Problem statement:
Update the material below so that every "supply" becomes "provide", keeping everything else unchanged. Leave the pictures out of your answer.

Information shown:
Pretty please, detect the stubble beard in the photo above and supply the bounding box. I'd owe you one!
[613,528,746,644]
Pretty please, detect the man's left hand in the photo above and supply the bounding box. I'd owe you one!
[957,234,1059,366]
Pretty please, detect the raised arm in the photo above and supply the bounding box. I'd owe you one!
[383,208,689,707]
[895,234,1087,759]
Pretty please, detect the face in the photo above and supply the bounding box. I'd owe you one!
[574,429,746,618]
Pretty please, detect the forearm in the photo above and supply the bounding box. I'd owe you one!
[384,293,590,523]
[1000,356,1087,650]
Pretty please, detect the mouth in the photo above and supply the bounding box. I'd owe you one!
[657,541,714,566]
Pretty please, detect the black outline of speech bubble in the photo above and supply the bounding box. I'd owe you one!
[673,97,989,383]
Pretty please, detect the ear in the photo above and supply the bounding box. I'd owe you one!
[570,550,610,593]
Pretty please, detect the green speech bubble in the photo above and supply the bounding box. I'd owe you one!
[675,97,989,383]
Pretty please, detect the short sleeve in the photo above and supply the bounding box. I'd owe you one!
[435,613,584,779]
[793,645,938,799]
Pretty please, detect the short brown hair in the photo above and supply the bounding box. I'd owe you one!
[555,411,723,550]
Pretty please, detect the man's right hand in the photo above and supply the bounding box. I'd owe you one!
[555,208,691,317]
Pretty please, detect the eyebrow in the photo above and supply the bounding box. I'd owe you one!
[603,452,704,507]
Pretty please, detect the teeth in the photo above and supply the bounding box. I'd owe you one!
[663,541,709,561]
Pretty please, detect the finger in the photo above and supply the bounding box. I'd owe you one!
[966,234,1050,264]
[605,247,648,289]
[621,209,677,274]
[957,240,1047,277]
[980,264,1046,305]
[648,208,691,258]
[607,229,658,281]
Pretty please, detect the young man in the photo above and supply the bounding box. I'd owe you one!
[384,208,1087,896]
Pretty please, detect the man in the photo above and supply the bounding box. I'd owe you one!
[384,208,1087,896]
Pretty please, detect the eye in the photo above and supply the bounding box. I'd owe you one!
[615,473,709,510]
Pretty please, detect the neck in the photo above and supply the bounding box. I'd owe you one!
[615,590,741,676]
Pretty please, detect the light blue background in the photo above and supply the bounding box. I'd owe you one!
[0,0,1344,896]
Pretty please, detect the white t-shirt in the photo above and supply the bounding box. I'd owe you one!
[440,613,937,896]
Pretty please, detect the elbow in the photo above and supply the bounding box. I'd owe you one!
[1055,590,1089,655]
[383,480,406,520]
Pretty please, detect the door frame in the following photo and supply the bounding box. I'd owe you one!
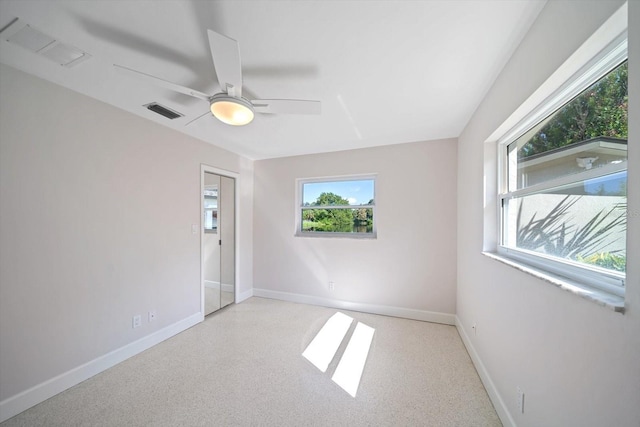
[199,163,240,319]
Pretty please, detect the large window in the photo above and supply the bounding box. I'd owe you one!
[499,51,628,295]
[296,176,376,237]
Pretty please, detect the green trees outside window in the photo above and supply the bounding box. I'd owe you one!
[302,192,373,233]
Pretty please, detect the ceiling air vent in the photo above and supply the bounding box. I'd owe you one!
[145,102,184,120]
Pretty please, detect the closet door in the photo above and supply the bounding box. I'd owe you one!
[202,172,222,316]
[218,176,236,307]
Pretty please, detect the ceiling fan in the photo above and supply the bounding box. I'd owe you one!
[113,30,320,126]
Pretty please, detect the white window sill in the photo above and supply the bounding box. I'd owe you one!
[294,231,378,240]
[482,252,624,313]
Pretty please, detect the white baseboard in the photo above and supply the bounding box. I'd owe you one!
[253,288,456,325]
[456,316,516,427]
[0,313,204,422]
[236,289,253,304]
[204,280,235,292]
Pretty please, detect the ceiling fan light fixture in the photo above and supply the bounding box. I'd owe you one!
[211,93,254,126]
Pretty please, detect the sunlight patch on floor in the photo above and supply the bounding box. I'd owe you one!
[302,312,375,397]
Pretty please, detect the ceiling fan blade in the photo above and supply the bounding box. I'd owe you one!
[207,30,242,98]
[251,99,321,114]
[113,64,211,102]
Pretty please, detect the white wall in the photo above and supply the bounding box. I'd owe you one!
[254,140,456,316]
[0,66,253,415]
[457,1,640,427]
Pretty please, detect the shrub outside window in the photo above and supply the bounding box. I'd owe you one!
[499,57,628,296]
[296,176,376,237]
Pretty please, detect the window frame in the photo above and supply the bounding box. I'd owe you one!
[496,31,628,297]
[294,173,378,239]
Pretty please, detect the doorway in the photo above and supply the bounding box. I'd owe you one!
[201,166,236,316]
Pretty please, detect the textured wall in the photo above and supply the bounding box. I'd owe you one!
[254,140,456,314]
[0,66,253,401]
[457,1,640,426]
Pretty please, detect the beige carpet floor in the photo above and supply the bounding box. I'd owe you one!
[2,298,501,427]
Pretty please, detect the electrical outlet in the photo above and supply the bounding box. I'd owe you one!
[133,314,142,329]
[516,387,524,414]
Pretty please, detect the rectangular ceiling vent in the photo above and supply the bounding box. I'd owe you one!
[145,102,184,120]
[0,18,91,68]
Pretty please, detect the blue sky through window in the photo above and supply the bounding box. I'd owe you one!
[302,179,373,205]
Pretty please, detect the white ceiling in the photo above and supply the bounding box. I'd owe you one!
[0,0,544,159]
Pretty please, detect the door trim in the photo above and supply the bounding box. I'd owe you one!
[199,163,240,318]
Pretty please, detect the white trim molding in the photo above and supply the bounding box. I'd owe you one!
[0,312,204,422]
[455,316,516,427]
[253,288,455,325]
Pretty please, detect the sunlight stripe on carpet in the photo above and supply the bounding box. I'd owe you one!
[302,312,353,372]
[331,322,375,397]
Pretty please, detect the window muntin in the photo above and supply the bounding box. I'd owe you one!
[499,61,628,293]
[204,186,218,233]
[296,177,375,237]
[507,61,629,191]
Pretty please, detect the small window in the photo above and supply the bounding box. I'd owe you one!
[204,185,218,233]
[296,176,376,237]
[499,60,628,296]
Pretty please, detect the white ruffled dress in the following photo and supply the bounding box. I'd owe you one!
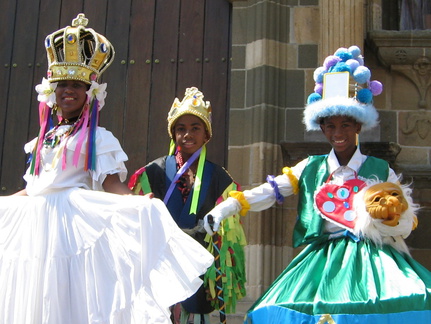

Expected answer:
Pretty please, detect the stubble beard in the photo above and provide the bounding box. I'd owe you one!
[613,528,746,644]
Pretty please, detect the man's left hand in the photo above and provide the bounding box. I'd owe you one!
[957,234,1059,366]
Pretty please, detect the raised arm in the photo above and provide the bounding box. I'd owe you one!
[383,208,689,707]
[895,234,1087,759]
Pretty please, detect the face in the photo above and provide the bounding box. I'd owe you one!
[574,429,746,618]
Pretty please, detect the forearm in the photo above and provide the bounding box. I'd owe you one!
[384,293,590,523]
[1000,356,1087,650]
Pretty please, detect the mouth in the photo above and provide the bounding box. I'd owe you one!
[657,541,714,566]
Pretty please, detect the black outline of speech bubble in the photo above and provide the bounding box. I'd owe you one!
[673,97,989,383]
Pretty please, detect the ear in the photo above and provide the bounding box. I'd owe you one!
[570,550,610,593]
Pretty please, detect the green speech bubble in the photo above and provide the bounding box. I'd owe you one!
[675,97,989,383]
Pretty please, detect the short sleeve in the photo above and provide the bounding box. I'd owe you one!
[435,613,584,779]
[793,645,938,799]
Pretty please, detect the short brown hair in the photo above and provide the bounding box. I'd owe you one!
[555,411,723,550]
Pretty please, detect the man's right hand in the photo above and provide the bounding box. I'd owe you one!
[555,208,691,317]
Pretty please, detect the eyebrow in the photo above and provide the bounding box. I'd owe you one!
[603,452,704,507]
Pretty please, detect the teeth in the photo above and provide the bounding box. I'd owe you one!
[663,541,709,561]
Pretty please, detect the finger in the photo above and provide the bounding box. I'd owe you one!
[966,234,1050,264]
[605,247,648,289]
[621,209,677,274]
[957,240,1047,277]
[980,264,1046,305]
[648,208,691,258]
[607,229,658,281]
Pretty please, detect the young man in the photo above and provide the bounding box. I'd owe you one!
[384,208,1087,896]
Pretty please, detect the man in the photo above and provide the bounding box. I'd owe you one!
[384,208,1087,896]
Pretty please, detect the eye in the photo above and provide the bounding box. I'd owe you one!
[615,473,709,510]
Pretty please, detect the neck in the photo above and provide the bounding box. I'd owe you one!
[615,590,741,676]
Pretty please, detect the light blue background in the photo above and provide the bounding box. I'd owe you one!
[0,0,1344,896]
Pretty please, detect the white t-shirt in the photo above and provide the bounding box. I'd owe you one!
[440,613,937,896]
Pretty please, detect the elbow in the photo above and provide the bounding box. I'd owe you one!
[1055,590,1089,655]
[383,480,406,520]
Pretty please, detect the door frame in the following photo and provide the bounding box. I'd owe you one!
[199,163,240,319]
Pretty please, detect the large window in the photo above and provide the bounding box. I'd owe you one!
[499,51,628,295]
[296,176,376,237]
Pretty please, detect the green trees outside window in the photo above and provide the bounding box. I'd owe you one!
[302,192,373,233]
Pretty please, detect the ceiling air vent in the photo above and provide the bounding box. I'd owe you one!
[145,102,184,120]
Pretty please, detect the closet door in the photo above and provide the bounding box. I'd owe you one!
[202,172,222,316]
[218,176,236,307]
Pretty please, detect the ceiling fan in the photo above and provide the bounding box. I'd owe you one!
[113,30,320,126]
Pretty please, detect the white window sill in the photo above and provide the bounding box. I'd owe you one!
[294,231,378,240]
[482,252,624,313]
Pretty please, detect the white baseboard in the photo above and provide the bounding box. I'd owe you one!
[253,288,456,325]
[456,316,516,427]
[0,313,204,422]
[236,289,253,304]
[204,280,235,292]
Pretty please, detect the ceiling fan light fixture in the photo above and provide the bounding box. I'd owe you one!
[211,93,254,126]
Pretty please, detect the sunlight patch on floor in the photo above and provide the bounding box. I'd owe you one!
[302,312,375,397]
Pretty please, detect the ceiling fan blade in the photo above and provide the bounding box. I'd owe you one!
[207,30,242,98]
[251,99,321,114]
[113,64,211,102]
Pretty please, detect the white wall in the photo above and provide the bounding box. I'd owe you one!
[254,140,456,316]
[0,66,253,415]
[457,1,640,427]
Pretty please, detect the shrub outside window in the photo above and provide the bounding box. I'd owe you one!
[499,57,628,296]
[296,176,376,237]
Pretty please, detect the window frame in the photo above and provide the bounding box. I'd owe you one!
[496,31,628,297]
[294,173,378,239]
Pretty please, detect the doorway in the photo above and provide the bounding box. I'd owe you one!
[201,166,236,316]
Pretty please, detect the textured wall in the photo above and provide the bounding box. I'd owe you one!
[254,140,456,314]
[0,66,253,401]
[457,1,640,426]
Pretty please, detect the beige carpet floor in the photo above and provide the bounding box. I'd owe you one!
[2,298,501,427]
Pretty please, detect the electrical outlet in the photo above and provide the bounding box. I'd owe you one!
[133,314,142,329]
[516,387,524,414]
Pretty please, detect the rectangular ceiling vent in the photo above and provide the bounding box. I'd owe you one!
[145,102,184,120]
[0,18,91,68]
Pretty please, detect the blue sky through window in the photo above and provide the bounding box. I'd owe you one!
[302,179,373,205]
Pretty please, detect the white ceiling in the photo above and provide the bounding box. I'd owe you one!
[0,0,544,159]
Pretty please, detect the door trim in the photo above and provide the bounding box. I'd owe you one!
[199,163,240,318]
Pretty please, detect the white trim molding in the photo above and provide the bounding box. I'd owe you one!
[0,312,204,422]
[455,316,516,427]
[253,288,455,325]
Pretty please, detect the sunlight stripe on carpet in the photo above and provide the bounding box. I'd owe you one!
[302,312,353,372]
[331,322,375,397]
Pretty please, detect the window muntin in the photo above and provide the bounding box. I'd owe you one!
[499,61,628,293]
[204,186,218,233]
[296,177,375,237]
[507,61,629,191]
Pretty please, detect the small window in the photo above and provide the bounding box. I'd owe you one!
[204,185,218,233]
[296,176,376,237]
[499,60,628,296]
Pretty please, detect the white ruffled dress in the following photo and provide the bounding box. I'd owe you one!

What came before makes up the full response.